• Exercise inputs:
BEGIN

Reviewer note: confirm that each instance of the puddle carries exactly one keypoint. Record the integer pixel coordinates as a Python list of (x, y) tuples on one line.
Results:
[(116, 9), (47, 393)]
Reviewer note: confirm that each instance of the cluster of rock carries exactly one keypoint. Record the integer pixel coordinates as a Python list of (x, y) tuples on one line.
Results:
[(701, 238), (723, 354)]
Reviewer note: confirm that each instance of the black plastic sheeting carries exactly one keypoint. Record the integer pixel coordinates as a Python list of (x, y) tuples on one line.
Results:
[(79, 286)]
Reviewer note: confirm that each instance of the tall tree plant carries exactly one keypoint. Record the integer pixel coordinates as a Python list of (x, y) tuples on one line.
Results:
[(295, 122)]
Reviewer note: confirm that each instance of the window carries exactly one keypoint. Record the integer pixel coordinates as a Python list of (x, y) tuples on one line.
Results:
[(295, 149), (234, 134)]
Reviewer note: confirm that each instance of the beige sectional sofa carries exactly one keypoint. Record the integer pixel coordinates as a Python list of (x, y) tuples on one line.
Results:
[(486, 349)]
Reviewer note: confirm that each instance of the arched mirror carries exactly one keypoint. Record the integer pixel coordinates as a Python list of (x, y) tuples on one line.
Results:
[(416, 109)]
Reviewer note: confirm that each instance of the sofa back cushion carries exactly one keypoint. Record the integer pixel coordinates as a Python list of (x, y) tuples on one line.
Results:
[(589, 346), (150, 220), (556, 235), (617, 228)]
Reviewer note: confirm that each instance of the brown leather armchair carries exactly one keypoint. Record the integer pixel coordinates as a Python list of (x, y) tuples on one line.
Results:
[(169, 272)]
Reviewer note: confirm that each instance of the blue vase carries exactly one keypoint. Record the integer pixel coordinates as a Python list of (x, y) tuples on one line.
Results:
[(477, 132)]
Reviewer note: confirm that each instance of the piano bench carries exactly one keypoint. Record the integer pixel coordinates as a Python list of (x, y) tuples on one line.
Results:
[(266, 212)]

END

• Problem to work on: Pull out every one of the items above and copy each line word for word, leaving nothing changed.

• Exercise answer:
Reviewer note: confirm that each instance of the puddle carries exactly one keypoint. Record the integer pixel coordinates as a Python list of (x, y) tuples on one line.
Results:
[(116, 9), (47, 393)]
Reviewer note: confirm that each instance of the cluster of rock carries exactly one keypoint. Record the integer pixel coordinates as a Python list of (x, y) tuples on one line.
Results:
[(701, 238), (723, 354)]
Reviewer note: confirm that each instance of the black plastic sheeting carries exactly one keypoint. Record the integer pixel coordinates as a Python list of (x, y) tuples on one line.
Results:
[(79, 286)]
Reviewer note: confirm that each instance of the tall tree plant carries exactly one keypoint. Record the integer pixel coordinates as a Python list of (x, y) tuples on one line.
Results:
[(295, 122)]
Reviewer note: confirm that each instance of the window carries exactly one keypoint. Record the integer pixel coordinates as a Python list of (x, y) tuples on one line.
Results:
[(295, 149), (234, 134)]
Reviewer note: confirm that each instance of the beige sectional sofa carries exactly one keypoint. Record the integer pixel coordinates as a Python list of (x, y) tuples on one line.
Results:
[(486, 349)]
Reviewer note: confirm that each instance of the arched mirror carries exactly one keypoint. Record the integer pixel coordinates as a Python list of (x, y) tuples on one line.
Results:
[(416, 109)]
Reviewer note: confirm that each instance of the sofa back cushion carries exactly one keypoint. Record the integer pixel coordinates as a Python list of (x, y) tuples on one line.
Results:
[(589, 346), (150, 220), (556, 235), (617, 228)]
Reviewer note: confirm that each instance of the brown leather armchair carries exactly one keypoint. Record the integer pixel coordinates as a Python list of (x, y) tuples on one line.
Results:
[(169, 272)]
Reviewer note: confirm that each instance of the blue vase carries exactly one keypoint. Record the integer pixel coordinates as a Python list of (x, y) tuples on one line.
Results:
[(477, 132)]
Reviewer note: confirm that each instance of the piano bench carries exactly one keypoint. Record the integer pixel coordinates as a Python list of (x, y) tuples on one line.
Results:
[(266, 212)]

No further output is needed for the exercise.